Stored rows:
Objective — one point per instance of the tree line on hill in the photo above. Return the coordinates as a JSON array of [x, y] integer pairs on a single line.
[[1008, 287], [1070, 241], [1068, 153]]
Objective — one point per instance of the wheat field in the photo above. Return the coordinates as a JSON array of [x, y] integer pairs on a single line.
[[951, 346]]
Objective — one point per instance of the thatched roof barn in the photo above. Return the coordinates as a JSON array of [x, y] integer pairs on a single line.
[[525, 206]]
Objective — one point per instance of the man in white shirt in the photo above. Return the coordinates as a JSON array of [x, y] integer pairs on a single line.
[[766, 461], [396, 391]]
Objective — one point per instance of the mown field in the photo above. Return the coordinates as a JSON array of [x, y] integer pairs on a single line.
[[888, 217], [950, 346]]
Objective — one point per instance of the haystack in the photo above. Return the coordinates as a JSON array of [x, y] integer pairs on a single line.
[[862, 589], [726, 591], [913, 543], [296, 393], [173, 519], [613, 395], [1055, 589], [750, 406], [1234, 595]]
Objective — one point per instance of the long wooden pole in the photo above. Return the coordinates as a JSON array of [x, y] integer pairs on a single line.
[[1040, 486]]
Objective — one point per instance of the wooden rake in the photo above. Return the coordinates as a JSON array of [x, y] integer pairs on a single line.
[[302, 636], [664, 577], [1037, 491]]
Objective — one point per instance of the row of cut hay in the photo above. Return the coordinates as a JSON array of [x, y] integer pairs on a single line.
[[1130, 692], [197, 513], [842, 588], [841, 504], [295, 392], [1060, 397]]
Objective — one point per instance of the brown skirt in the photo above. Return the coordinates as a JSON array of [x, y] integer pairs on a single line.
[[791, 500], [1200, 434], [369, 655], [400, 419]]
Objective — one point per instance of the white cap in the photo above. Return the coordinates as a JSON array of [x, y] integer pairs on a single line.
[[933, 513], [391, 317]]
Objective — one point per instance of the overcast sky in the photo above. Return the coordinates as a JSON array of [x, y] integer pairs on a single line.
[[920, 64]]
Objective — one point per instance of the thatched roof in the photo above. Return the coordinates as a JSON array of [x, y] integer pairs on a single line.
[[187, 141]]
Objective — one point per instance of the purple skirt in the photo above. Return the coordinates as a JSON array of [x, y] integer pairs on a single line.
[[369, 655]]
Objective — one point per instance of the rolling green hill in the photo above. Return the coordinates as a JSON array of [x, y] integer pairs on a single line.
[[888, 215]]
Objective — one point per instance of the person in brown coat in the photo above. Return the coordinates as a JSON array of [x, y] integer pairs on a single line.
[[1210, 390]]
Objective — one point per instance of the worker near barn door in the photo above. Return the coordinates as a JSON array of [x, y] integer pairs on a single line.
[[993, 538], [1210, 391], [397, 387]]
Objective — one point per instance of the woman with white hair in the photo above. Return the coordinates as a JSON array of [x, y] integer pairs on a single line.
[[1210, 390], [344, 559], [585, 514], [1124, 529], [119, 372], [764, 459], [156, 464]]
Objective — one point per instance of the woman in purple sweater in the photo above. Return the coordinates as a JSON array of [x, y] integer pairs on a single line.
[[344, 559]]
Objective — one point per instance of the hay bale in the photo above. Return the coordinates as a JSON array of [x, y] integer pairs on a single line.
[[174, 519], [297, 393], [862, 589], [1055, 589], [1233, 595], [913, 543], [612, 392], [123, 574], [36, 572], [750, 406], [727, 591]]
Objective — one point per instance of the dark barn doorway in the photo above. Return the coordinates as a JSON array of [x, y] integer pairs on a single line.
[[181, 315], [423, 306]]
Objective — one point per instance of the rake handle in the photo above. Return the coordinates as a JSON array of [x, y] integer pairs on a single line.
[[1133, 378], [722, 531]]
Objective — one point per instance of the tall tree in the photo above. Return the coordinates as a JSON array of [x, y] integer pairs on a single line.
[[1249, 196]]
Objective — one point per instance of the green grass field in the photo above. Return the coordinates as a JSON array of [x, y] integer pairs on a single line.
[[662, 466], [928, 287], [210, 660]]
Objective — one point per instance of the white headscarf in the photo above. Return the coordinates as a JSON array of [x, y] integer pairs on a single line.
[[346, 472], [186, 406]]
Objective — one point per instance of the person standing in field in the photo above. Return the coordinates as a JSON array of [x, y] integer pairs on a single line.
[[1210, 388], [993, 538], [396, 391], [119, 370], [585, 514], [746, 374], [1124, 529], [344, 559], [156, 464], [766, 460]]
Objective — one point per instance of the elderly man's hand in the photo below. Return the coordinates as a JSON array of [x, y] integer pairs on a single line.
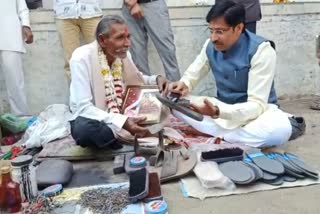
[[163, 84], [207, 108], [179, 88], [27, 34], [136, 11], [130, 3], [132, 126]]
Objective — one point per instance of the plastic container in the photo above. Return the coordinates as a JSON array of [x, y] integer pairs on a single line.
[[10, 197], [24, 174]]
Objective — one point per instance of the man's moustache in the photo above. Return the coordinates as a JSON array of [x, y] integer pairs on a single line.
[[122, 50]]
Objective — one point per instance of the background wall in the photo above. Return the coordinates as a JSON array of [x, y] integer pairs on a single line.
[[292, 26]]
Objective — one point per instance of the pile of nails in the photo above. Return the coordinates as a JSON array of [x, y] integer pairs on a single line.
[[105, 200]]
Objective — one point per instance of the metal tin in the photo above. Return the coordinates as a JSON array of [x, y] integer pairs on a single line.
[[138, 161], [24, 174]]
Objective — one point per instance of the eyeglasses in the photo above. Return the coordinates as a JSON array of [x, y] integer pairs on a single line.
[[219, 32]]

Problem description:
Could you reproduce every line of the entries from the start through the line containing "[[888, 217], [950, 346]]", offsetting each coordinate in the answers by 125?

Reply:
Objective — one point per instance of the tree line on hill in the photo above. Return the coordinates as a JSON array of [x, y] integer pairs on a single line.
[[1133, 412], [1195, 366], [1193, 278]]
Objective — one point per instance of the wheat field in the photo above. Return the coordinates as a JSON array of [x, y] integer pairs on a single line.
[[1076, 471]]
Objective — one point per instance of the thatched roof barn in the photo above. Return the coordinates as a JSON array of [x, y] integer pairs on a single line.
[[650, 331]]
Objective — one point per instance of the man in white shirt in the photo above. Return the coordinates as a JSON array of [x, y] integer pairs on a single line.
[[891, 586], [521, 516]]
Objective — one point per instance of the mown field in the photo above. Return the coordinates as a JSON array of [x, y] integer pairs on a single line.
[[1013, 342], [1075, 471]]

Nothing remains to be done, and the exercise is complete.